▸ SET EXERCISE: Write each line exactly as it stands, from the line containing "of the boulder" through the end of the data.

-- Begin RECORDS SHOWN --

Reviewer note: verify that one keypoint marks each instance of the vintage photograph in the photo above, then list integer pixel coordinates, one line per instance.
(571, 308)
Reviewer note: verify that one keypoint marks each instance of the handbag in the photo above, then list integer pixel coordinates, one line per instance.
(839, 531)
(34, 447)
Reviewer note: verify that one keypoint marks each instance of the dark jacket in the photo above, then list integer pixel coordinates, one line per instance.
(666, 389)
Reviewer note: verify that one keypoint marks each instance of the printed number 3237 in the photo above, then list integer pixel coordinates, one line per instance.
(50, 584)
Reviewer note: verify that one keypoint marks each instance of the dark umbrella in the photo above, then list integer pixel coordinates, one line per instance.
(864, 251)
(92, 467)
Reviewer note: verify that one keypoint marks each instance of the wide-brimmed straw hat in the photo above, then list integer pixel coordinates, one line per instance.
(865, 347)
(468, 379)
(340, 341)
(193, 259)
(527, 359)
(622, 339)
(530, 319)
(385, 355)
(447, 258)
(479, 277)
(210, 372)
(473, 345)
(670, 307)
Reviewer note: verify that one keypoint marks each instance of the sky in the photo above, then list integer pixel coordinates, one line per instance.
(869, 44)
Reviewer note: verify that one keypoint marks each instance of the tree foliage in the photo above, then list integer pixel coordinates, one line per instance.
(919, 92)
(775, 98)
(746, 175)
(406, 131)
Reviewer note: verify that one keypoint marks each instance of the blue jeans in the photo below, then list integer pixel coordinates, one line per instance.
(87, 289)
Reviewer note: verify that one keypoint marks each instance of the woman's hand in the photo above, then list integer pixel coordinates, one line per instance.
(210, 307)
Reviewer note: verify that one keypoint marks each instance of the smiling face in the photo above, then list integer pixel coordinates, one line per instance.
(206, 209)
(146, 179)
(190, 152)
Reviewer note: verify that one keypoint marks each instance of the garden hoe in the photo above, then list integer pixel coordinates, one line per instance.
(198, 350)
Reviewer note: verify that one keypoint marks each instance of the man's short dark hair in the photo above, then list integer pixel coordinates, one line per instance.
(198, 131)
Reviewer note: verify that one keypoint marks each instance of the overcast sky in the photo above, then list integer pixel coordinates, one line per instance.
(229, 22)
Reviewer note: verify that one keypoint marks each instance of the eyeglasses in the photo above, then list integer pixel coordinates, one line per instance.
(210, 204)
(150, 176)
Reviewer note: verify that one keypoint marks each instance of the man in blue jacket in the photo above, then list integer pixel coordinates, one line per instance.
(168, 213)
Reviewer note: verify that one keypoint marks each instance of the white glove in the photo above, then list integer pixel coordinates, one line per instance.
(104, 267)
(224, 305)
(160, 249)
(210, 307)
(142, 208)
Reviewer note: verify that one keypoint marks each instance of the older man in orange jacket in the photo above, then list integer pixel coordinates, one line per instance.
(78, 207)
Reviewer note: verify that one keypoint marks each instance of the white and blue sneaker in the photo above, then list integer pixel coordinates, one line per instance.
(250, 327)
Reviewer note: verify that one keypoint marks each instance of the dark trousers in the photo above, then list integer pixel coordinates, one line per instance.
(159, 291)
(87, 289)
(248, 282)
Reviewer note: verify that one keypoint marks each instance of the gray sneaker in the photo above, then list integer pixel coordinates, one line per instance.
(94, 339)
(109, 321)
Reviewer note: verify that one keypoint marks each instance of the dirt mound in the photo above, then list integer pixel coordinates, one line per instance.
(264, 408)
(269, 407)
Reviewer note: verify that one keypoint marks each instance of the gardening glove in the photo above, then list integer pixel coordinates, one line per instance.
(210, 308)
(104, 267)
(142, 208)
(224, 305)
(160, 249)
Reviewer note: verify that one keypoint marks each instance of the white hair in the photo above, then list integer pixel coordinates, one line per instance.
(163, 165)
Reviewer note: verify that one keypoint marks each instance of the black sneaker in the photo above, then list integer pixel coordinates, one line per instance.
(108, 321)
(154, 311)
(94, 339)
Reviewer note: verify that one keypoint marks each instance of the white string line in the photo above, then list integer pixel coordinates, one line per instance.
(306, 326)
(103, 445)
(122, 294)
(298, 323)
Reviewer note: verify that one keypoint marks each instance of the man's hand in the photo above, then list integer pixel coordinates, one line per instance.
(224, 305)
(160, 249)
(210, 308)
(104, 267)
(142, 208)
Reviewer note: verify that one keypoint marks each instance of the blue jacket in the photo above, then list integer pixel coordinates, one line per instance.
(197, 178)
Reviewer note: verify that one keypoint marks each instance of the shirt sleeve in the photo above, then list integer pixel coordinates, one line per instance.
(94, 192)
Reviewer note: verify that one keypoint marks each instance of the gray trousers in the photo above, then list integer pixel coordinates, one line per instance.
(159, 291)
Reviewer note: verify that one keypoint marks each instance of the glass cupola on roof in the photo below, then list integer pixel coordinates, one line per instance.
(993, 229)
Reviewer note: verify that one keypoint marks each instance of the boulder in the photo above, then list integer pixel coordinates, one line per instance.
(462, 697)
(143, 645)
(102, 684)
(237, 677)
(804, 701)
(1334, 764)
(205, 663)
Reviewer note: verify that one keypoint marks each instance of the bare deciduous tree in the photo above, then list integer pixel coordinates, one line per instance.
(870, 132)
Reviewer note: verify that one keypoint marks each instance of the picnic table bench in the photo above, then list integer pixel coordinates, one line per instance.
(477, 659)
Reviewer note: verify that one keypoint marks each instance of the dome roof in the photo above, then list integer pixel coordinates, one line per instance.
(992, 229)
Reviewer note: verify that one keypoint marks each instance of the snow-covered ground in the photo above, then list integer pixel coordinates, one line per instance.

-- End RECORDS SHOWN --

▸ FULL OUTPUT:
Reviewer note: verify that one keypoint marks each instance of the boulder in the photo above, then list integer pixel coordinates, one line per instance.
(462, 697)
(143, 645)
(102, 684)
(237, 677)
(804, 701)
(1334, 764)
(205, 663)
Reviewer note: verify that one keypoint marks each instance of the bare deciduous tree in the photo above, then list integer pixel coordinates, one line per instance.
(870, 132)
Reviewer note: verify that one keypoint marks each instance of the picnic table bench in the photo above, then list integer pixel coordinates, one line per instance.
(477, 659)
Reviewer note: verify that one keypoint marks each instance of the dome roof in the photo above, then list integer pixel coordinates, one line per instance.
(992, 229)
Reviewer note: verify that one keypoint marks each instance of the snow-covered ground in the photo above, then list integer pixel coordinates, one line per instance.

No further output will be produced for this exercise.